Tasks to perform:
a) In the article on Richard Clarke's cyber-war speech, where did he give the speech?
b) Carry on the article about Richard Clarke's cyber-war speech from its last sentence.

━━ Document excerpt

"In the age of cyberspace, an Iranian cyber-force could attack within the United States from Tehran" without reliance on Hizballah, said former national security official Richard Clarke in a speech Friday.
Having co-authored "Cyber War: The Next Threat to National Security and What to do About It," with Robert K. Knake, Clarke presented a grim picture of the national security threats facing the United States from the open Internet. Speaking before a packed room at the Army-Navy Club in Washington, Clark discussed three evolving threats: cyber-crime, cyber-espionage, and cyber-war; and how they are all intertwined.
The expansion of the Internet has created "cyber-crime sanctuary countries," based largely in Eastern Europe, from which criminals have raked in billions of dollars. Clarke suggests that more can and should be done to combat this threat, arguing that global enforcement and sanctions may be necessary to curb the expansion of this threat.

━━━━
━━ Excerpted records

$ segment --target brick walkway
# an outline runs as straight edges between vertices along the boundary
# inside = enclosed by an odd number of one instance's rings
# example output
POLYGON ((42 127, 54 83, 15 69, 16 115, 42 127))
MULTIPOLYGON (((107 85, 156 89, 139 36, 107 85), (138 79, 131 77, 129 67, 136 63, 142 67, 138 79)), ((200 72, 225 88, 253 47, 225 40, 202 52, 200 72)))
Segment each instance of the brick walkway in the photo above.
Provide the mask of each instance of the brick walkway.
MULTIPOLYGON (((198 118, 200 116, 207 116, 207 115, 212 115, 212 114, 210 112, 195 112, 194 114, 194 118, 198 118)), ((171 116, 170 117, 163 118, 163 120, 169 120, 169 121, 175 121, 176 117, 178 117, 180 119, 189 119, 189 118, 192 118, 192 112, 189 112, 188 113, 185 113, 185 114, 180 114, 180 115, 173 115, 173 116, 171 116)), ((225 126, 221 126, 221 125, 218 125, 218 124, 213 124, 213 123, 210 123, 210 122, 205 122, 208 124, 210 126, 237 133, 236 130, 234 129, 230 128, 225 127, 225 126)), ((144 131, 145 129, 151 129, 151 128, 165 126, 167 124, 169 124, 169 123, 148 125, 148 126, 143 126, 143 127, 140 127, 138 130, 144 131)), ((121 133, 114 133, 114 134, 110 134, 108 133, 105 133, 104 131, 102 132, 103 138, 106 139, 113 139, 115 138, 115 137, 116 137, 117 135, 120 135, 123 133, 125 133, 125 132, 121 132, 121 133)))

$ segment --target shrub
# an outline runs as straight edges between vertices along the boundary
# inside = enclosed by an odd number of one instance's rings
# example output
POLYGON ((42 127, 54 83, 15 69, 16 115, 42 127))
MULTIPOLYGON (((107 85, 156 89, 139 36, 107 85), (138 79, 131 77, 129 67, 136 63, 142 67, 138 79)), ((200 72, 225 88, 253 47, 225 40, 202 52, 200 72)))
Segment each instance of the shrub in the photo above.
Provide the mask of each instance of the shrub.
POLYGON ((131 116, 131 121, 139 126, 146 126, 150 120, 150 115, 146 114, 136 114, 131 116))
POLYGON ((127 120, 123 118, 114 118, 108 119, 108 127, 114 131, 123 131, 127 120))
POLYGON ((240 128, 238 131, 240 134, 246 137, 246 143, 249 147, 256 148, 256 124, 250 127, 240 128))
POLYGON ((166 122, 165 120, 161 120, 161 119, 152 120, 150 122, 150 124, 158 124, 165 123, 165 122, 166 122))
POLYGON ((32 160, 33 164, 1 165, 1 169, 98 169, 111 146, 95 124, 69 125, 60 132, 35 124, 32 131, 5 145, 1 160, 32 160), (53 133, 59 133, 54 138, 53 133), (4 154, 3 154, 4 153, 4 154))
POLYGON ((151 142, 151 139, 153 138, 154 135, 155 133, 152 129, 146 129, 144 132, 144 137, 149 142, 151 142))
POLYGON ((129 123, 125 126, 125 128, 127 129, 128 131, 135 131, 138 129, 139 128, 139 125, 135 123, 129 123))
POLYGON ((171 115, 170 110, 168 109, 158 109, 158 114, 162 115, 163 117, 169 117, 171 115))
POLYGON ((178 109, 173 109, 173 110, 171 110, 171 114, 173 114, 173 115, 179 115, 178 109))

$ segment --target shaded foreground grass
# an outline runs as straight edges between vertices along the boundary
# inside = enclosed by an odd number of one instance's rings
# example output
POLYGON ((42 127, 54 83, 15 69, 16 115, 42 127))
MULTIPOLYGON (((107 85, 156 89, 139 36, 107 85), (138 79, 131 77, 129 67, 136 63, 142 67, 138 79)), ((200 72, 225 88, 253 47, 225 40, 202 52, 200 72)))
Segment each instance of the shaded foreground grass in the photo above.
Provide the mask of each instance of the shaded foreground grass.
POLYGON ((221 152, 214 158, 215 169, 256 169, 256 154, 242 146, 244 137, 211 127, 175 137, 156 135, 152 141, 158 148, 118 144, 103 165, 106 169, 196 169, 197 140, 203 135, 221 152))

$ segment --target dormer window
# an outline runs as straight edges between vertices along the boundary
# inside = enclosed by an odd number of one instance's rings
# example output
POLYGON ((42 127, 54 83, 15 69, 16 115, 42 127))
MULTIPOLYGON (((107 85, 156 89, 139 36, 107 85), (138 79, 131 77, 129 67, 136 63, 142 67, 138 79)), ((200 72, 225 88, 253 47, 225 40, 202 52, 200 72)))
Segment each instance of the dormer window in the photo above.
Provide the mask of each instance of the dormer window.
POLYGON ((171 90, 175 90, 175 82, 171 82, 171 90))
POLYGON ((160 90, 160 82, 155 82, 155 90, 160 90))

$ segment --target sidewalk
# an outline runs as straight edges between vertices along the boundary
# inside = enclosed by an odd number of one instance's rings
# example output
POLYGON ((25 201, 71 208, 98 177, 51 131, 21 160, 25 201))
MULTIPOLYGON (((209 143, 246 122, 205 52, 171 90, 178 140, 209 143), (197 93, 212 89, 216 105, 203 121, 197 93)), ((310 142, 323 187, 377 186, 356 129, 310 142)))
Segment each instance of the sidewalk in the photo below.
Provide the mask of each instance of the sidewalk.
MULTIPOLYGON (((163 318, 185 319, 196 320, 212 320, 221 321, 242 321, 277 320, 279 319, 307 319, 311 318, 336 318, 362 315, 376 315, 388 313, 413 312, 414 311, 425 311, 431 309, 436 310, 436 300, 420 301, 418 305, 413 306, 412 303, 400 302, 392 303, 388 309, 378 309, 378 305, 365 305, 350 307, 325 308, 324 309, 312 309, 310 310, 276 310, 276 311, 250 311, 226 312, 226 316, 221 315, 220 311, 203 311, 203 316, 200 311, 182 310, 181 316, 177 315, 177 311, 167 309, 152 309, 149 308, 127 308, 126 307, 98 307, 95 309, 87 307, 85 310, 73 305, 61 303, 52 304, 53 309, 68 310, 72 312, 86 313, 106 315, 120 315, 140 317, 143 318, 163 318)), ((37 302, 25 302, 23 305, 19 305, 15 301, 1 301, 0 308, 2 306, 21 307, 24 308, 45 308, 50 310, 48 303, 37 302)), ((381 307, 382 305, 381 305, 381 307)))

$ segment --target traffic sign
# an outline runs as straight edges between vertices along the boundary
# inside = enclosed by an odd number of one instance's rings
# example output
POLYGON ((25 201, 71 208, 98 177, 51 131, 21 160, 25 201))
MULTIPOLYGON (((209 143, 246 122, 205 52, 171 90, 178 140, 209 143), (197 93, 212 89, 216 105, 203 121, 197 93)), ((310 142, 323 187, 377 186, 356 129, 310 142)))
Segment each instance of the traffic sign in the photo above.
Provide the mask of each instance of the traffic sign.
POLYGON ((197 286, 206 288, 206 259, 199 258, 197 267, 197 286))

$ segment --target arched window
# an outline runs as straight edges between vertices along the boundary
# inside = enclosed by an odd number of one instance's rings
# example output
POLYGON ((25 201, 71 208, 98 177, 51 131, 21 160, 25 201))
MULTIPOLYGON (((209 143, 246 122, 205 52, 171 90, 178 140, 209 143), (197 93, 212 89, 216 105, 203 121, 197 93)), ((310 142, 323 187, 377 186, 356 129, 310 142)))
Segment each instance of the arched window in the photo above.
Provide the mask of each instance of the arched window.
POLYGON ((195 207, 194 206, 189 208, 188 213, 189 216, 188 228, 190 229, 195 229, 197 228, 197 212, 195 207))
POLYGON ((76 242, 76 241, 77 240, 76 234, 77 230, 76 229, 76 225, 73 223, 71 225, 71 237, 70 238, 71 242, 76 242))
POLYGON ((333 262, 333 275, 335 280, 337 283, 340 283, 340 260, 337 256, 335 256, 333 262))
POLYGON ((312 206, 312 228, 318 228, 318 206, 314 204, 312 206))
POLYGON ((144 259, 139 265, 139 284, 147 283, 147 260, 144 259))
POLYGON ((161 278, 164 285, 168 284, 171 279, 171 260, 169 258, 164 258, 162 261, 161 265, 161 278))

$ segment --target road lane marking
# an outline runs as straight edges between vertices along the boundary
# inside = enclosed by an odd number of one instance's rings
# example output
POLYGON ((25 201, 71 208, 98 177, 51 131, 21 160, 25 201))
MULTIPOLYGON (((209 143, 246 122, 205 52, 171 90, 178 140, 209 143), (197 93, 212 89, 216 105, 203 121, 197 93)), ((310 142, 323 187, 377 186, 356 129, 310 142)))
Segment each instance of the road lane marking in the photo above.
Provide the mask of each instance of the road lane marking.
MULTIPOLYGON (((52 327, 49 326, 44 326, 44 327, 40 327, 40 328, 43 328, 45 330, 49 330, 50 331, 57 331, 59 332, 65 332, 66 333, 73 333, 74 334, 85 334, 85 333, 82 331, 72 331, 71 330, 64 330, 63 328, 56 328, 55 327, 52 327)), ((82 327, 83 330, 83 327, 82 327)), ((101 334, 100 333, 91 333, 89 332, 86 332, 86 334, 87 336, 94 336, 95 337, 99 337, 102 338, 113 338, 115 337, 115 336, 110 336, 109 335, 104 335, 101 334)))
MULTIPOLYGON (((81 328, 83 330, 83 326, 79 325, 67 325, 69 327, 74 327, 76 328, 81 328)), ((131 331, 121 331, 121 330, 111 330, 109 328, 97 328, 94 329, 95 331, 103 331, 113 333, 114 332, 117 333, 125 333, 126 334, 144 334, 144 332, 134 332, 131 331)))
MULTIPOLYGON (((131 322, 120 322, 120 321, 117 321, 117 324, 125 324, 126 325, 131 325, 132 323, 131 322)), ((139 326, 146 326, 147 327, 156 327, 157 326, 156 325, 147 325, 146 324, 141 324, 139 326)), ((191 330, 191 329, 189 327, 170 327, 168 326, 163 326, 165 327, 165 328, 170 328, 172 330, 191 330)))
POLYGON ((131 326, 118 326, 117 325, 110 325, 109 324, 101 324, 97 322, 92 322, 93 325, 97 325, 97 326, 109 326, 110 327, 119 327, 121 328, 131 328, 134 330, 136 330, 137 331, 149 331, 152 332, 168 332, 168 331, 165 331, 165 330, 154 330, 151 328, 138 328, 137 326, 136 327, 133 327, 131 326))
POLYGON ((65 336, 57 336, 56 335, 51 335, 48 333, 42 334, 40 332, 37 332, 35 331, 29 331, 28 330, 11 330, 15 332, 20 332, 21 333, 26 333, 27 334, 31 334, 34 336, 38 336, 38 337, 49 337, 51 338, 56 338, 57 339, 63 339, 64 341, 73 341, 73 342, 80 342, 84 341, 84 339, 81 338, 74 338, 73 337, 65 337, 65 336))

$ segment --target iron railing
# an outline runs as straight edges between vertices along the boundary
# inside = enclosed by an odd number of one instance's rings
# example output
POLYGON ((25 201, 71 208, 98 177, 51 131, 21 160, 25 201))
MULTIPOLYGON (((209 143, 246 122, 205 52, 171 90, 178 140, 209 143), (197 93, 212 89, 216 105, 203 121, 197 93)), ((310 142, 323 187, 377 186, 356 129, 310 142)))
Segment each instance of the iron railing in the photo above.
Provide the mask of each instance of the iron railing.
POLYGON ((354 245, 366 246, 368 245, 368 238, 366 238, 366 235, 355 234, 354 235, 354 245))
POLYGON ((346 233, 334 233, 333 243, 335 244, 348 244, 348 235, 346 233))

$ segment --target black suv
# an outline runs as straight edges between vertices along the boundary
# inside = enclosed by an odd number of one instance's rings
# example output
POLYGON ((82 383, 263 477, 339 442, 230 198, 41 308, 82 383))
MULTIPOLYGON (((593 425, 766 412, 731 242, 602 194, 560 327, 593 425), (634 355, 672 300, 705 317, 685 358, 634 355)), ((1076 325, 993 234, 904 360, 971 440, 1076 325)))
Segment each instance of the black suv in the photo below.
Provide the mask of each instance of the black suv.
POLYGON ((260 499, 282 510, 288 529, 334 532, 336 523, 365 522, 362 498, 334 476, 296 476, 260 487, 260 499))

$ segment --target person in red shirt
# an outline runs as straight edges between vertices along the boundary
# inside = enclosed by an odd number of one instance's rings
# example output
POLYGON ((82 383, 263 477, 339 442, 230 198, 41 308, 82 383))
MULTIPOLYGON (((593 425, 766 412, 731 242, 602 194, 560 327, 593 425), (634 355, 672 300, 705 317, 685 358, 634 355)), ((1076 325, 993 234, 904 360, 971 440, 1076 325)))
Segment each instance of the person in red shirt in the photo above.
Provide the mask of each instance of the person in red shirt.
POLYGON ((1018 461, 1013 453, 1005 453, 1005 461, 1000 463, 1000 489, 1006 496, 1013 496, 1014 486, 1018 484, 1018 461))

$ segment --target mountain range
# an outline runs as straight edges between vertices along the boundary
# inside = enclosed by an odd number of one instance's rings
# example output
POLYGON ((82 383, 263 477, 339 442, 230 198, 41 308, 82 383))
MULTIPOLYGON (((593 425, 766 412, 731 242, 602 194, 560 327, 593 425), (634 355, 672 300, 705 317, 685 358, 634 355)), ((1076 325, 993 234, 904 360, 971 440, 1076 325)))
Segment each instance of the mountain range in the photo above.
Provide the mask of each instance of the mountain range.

━━━━

Answer section:
a) At the Army-Navy Club in Washington.

b)
Similar to the way that the Internet has expanded criminal enterprises, it has revolutionized espionage. Unlike during the Cold War, Clarke explained, there is a very favorable risk-to-reward ratio for cyber-espionage. Only by recognizing this threat, and understanding that massive amounts of information are being made publicly available to our enemies, can the United States begin to craft an effective counter-espionage policy for the 21st century.
Finally, Clarke discussed cyber-war, which he described as being only a "few keystrokes away" from cyber-espionage. As seen in Estonia in 2007 and Georgia in 2008, nation-states already have the capability to launch large scale attacks against foreign military and civilian infrastructures.
The most recent STUXNET virus plaguing the Iranian nuclear program is another demonstration of the drastic impact that cyber-war can have on infrastructure.
Recognizing this threat, Clarke argued that the United States needs to ramp up its defensive capabilities to be on par with its already world-class offensive cyber-war capabilities. First and foremost in this effort, the United States needs to focus resources and policy on protecting private companies running critical infrastructure: power plants, trains, pipelines, etc.
This past week the Department of Defense announced that it is expanding cooperation with the Department of Homeland Security to protect companies located within the "defense industrial base."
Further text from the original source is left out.